_STATED PROBLEM_
Answer these questions using the excerpt below about the film "Fruitvale Station":
1. Which two awards did the film win at the Sundance Film Festival?
2. What film has Ryan Coogler signed on to direct next?
3. Which character did Michael B. Jordan play in "The Wire"?

_SELECTED EXCERPT_
African-American director Ryan Coogler, 27, also a Bay Area resident, was one of the people stunned by Grant’s murder and his film details the last day in Grant’s life. It’s a nuanced, lean portrait of an imperfect man striving to do better, whose future was denied by an unnecessary application of deadly force. The film has received accolades including the Grand Jury and Audience Awards at the Sundance Film Festival and the “Prize of the Future” award at the Cannes Film Festival.

“Fruitvale Station” opened in limited release last week, but expands to theaters nationwide this weekend. Here are five reasons you should make it part of your weekend plans.

1. RYAN COOGLER

Like John Singleton and Spike Lee before him, Coogler has made an impressive first feature that has Hollywood hailing him the next big thing. He’s just signed on to direct “Creed” the seventh film in the “Rocky” series and apparently not to continue along the cheesy path of the last few. Jordan is also attached which means that the two will continue their already fertile creative partnership. Black directors are still much too rare in Hollywood and if this new crop of auteurs like Coogler and Ava Duvernay are what’s next, we’re very happy.

 

2. MICHAEL B. JORDAN

You know him from “The Wire,” where he played the doomed Wallace and from “Friday Night Lights,” “All My Children,” and “Parenthood” but “Fruitvale Station” is Jordan’s breakout film. As Grant, Jordan, 26, gives just the right amount of vulnerability and bravado as any young man trying to get it together would have. He is in virtually every frame of “Fruitvale Station” and he makes the best of the screen time by offering a portrayal of Grant that is heartbreakingly realistic. Oscar buzz is surrounding him already, although he will face extremely stiff competition this year with Brits Idris Elba and Chiwetel Ejiofor coming with not one, but three movies that have “Oscar-worthy” written all over them. Not that we’d mind seeing that historic moment.

(Dataset items)
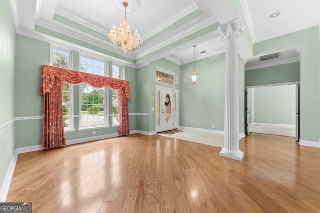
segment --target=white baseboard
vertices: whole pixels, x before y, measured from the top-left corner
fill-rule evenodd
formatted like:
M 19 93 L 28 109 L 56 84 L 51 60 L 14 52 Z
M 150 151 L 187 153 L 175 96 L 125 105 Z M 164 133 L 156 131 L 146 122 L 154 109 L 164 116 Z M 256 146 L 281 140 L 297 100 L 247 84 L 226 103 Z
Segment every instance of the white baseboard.
M 238 136 L 242 138 L 244 138 L 246 137 L 246 133 L 244 132 L 240 132 Z
M 108 134 L 106 135 L 96 135 L 95 136 L 87 137 L 86 138 L 77 138 L 76 139 L 67 140 L 66 145 L 79 144 L 80 143 L 88 142 L 90 141 L 96 141 L 97 140 L 105 139 L 106 138 L 113 138 L 120 136 L 118 133 Z
M 30 146 L 28 147 L 20 147 L 16 149 L 16 151 L 18 154 L 24 153 L 25 152 L 33 152 L 34 151 L 41 150 L 42 145 Z
M 142 134 L 142 135 L 148 135 L 148 136 L 156 135 L 156 132 L 155 131 L 152 132 L 147 132 L 146 131 L 138 130 L 137 132 L 138 133 L 140 133 L 140 134 Z
M 294 124 L 274 124 L 272 123 L 252 123 L 250 126 L 254 126 L 255 125 L 266 125 L 266 126 L 274 126 L 282 127 L 291 127 L 294 128 L 296 125 Z
M 304 141 L 299 139 L 299 144 L 301 146 L 307 146 L 308 147 L 320 148 L 320 143 L 314 141 Z
M 14 175 L 14 168 L 16 168 L 16 160 L 18 159 L 18 155 L 16 149 L 14 154 L 11 159 L 11 162 L 9 168 L 6 171 L 6 177 L 4 177 L 4 183 L 1 187 L 1 190 L 0 191 L 0 202 L 4 203 L 6 200 L 6 196 L 8 195 L 9 192 L 9 188 L 10 188 L 10 184 L 11 184 L 11 180 L 12 180 L 12 176 Z
M 180 126 L 179 129 L 185 129 L 186 130 L 196 131 L 198 132 L 208 132 L 210 133 L 218 134 L 219 135 L 224 135 L 224 131 L 221 130 L 215 130 L 214 129 L 202 129 L 194 127 L 189 127 L 184 126 Z M 244 133 L 239 133 L 239 137 L 243 138 L 246 137 L 246 134 Z
M 215 130 L 214 129 L 202 129 L 194 127 L 189 127 L 180 126 L 179 129 L 185 129 L 186 130 L 196 131 L 198 132 L 209 132 L 210 133 L 218 134 L 220 135 L 224 135 L 224 131 L 220 130 Z

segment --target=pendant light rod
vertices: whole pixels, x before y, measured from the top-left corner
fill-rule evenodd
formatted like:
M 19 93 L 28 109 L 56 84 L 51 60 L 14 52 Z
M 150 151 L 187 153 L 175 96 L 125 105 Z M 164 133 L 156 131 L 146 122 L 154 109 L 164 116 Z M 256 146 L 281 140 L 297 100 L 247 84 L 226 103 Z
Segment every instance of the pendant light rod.
M 196 77 L 198 76 L 198 73 L 196 72 L 196 65 L 194 65 L 194 61 L 196 61 L 196 45 L 194 46 L 194 72 L 191 73 L 191 78 L 192 79 L 192 82 L 194 82 L 194 84 L 196 83 Z
M 194 51 L 196 49 L 196 45 L 194 46 L 194 72 L 196 71 L 196 67 L 194 66 L 194 61 L 196 60 L 196 58 L 194 56 Z

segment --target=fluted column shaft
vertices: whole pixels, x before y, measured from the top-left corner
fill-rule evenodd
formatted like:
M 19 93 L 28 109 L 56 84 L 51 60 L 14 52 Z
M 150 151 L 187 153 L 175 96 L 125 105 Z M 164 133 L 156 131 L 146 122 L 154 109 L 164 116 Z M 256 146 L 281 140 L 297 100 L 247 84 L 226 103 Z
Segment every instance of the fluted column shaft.
M 238 39 L 244 28 L 238 19 L 219 27 L 226 43 L 224 140 L 220 155 L 239 161 L 244 152 L 239 150 Z

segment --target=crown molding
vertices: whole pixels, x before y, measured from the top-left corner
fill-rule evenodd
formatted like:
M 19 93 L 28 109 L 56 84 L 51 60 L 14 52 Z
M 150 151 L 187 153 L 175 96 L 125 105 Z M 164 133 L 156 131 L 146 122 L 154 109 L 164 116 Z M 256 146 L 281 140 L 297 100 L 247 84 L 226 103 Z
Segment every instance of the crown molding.
M 294 57 L 292 58 L 288 58 L 284 60 L 280 60 L 276 61 L 270 61 L 263 64 L 256 64 L 251 66 L 246 66 L 246 70 L 250 70 L 252 69 L 260 69 L 261 68 L 268 67 L 270 66 L 276 66 L 278 65 L 285 64 L 290 63 L 296 62 L 300 61 L 300 58 L 299 57 Z
M 170 18 L 166 22 L 158 25 L 156 27 L 153 29 L 152 30 L 150 31 L 148 33 L 143 35 L 143 39 L 146 40 L 148 38 L 153 36 L 161 30 L 166 28 L 169 26 L 176 23 L 181 18 L 196 10 L 199 7 L 196 4 L 196 2 L 193 1 L 192 3 L 190 4 L 187 7 L 184 9 L 181 10 L 180 12 L 176 13 L 174 16 Z
M 84 25 L 88 28 L 89 28 L 94 31 L 96 31 L 97 32 L 100 32 L 100 33 L 108 35 L 108 34 L 109 32 L 108 31 L 104 29 L 102 27 L 100 26 L 95 25 L 92 22 L 86 21 L 84 20 L 83 20 L 80 18 L 79 17 L 76 16 L 74 14 L 70 13 L 70 12 L 68 12 L 63 9 L 57 8 L 56 9 L 55 13 L 60 15 L 62 15 L 65 18 L 68 18 L 71 20 L 72 21 L 74 21 L 75 22 L 76 22 L 80 24 Z
M 182 64 L 181 63 L 181 62 L 178 60 L 176 59 L 175 58 L 172 58 L 172 57 L 170 56 L 170 55 L 168 55 L 168 56 L 166 56 L 164 57 L 164 58 L 166 58 L 167 60 L 170 60 L 170 61 L 172 61 L 174 63 L 175 63 L 176 64 L 177 64 L 178 65 L 182 65 Z
M 298 25 L 296 26 L 288 28 L 286 30 L 276 32 L 274 33 L 268 34 L 264 35 L 264 36 L 262 36 L 257 37 L 256 39 L 256 40 L 254 41 L 254 43 L 263 41 L 266 40 L 270 39 L 272 38 L 274 38 L 276 37 L 284 35 L 287 34 L 294 33 L 297 31 L 301 30 L 302 29 L 307 29 L 308 28 L 319 25 L 319 22 L 320 22 L 320 18 L 316 20 L 314 20 L 313 21 L 310 21 L 306 24 L 304 23 L 303 24 Z
M 196 18 L 193 21 L 194 23 L 191 25 L 189 25 L 188 27 L 184 28 L 185 26 L 180 26 L 180 27 L 176 29 L 176 30 L 178 30 L 179 32 L 178 34 L 174 36 L 173 37 L 170 36 L 170 35 L 167 35 L 167 38 L 158 42 L 156 44 L 154 45 L 150 44 L 144 46 L 143 48 L 146 48 L 147 49 L 146 50 L 142 50 L 140 53 L 138 52 L 136 55 L 136 58 L 138 59 L 144 57 L 168 45 L 168 44 L 174 42 L 175 41 L 186 37 L 193 33 L 197 32 L 204 27 L 218 22 L 218 20 L 216 20 L 216 17 L 214 16 L 210 17 L 203 21 L 201 21 L 202 18 L 202 17 L 201 16 Z M 183 29 L 182 30 L 179 30 L 180 29 Z M 174 32 L 172 32 L 172 33 L 174 33 Z M 165 56 L 166 56 L 166 55 Z
M 203 55 L 201 55 L 200 57 L 198 57 L 196 58 L 195 59 L 196 61 L 198 61 L 199 60 L 202 60 L 202 59 L 204 59 L 204 58 L 208 58 L 209 57 L 211 57 L 211 56 L 213 56 L 214 55 L 218 55 L 220 54 L 221 53 L 223 53 L 224 52 L 226 52 L 226 49 L 220 49 L 217 51 L 216 51 L 214 52 L 213 52 L 212 53 L 211 53 L 210 54 L 203 54 Z M 182 62 L 181 63 L 181 65 L 182 64 L 185 64 L 188 63 L 191 63 L 192 62 L 194 61 L 193 59 L 190 59 L 190 60 L 186 60 Z

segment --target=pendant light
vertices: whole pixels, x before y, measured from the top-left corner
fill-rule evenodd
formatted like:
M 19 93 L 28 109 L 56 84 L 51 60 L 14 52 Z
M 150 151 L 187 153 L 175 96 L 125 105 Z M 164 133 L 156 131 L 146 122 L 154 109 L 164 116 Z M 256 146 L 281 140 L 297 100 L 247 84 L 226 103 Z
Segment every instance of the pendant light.
M 196 49 L 196 46 L 194 46 L 194 72 L 191 73 L 191 78 L 192 79 L 192 82 L 194 82 L 194 84 L 196 83 L 196 77 L 198 76 L 198 73 L 196 72 L 196 69 L 194 68 L 194 49 Z

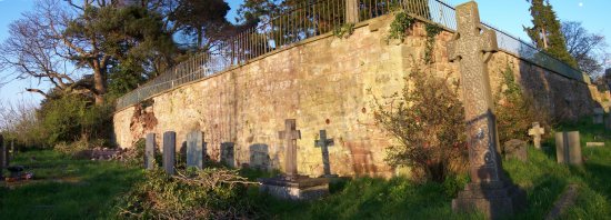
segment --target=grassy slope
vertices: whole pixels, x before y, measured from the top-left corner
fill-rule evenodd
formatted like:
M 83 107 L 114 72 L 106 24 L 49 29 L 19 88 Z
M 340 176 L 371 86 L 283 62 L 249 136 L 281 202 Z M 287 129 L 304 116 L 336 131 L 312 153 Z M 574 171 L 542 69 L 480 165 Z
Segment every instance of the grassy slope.
M 34 180 L 13 189 L 0 188 L 0 219 L 100 217 L 142 173 L 116 162 L 70 160 L 53 151 L 20 153 L 12 164 L 36 167 L 29 170 Z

_THE REPLY_
1. The Grand Jury and Audience Awards.
2. "Creed," the seventh film in the "Rocky" series.
3. Wallace.